- DIRECTIONS FOR THIS TASK: Character for character, reproduce every entry below.

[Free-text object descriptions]
====

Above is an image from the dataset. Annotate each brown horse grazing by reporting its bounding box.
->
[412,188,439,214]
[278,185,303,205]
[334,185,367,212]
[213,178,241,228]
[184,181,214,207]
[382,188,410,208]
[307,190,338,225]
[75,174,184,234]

====

- PROBLEM SOLUTION:
Above is an image from the dataset. Annotate each brown horse grazing by reporting its bounding box.
->
[412,188,439,214]
[278,185,303,205]
[334,185,367,212]
[213,178,241,228]
[184,181,214,207]
[382,188,410,208]
[307,190,338,225]
[75,174,184,234]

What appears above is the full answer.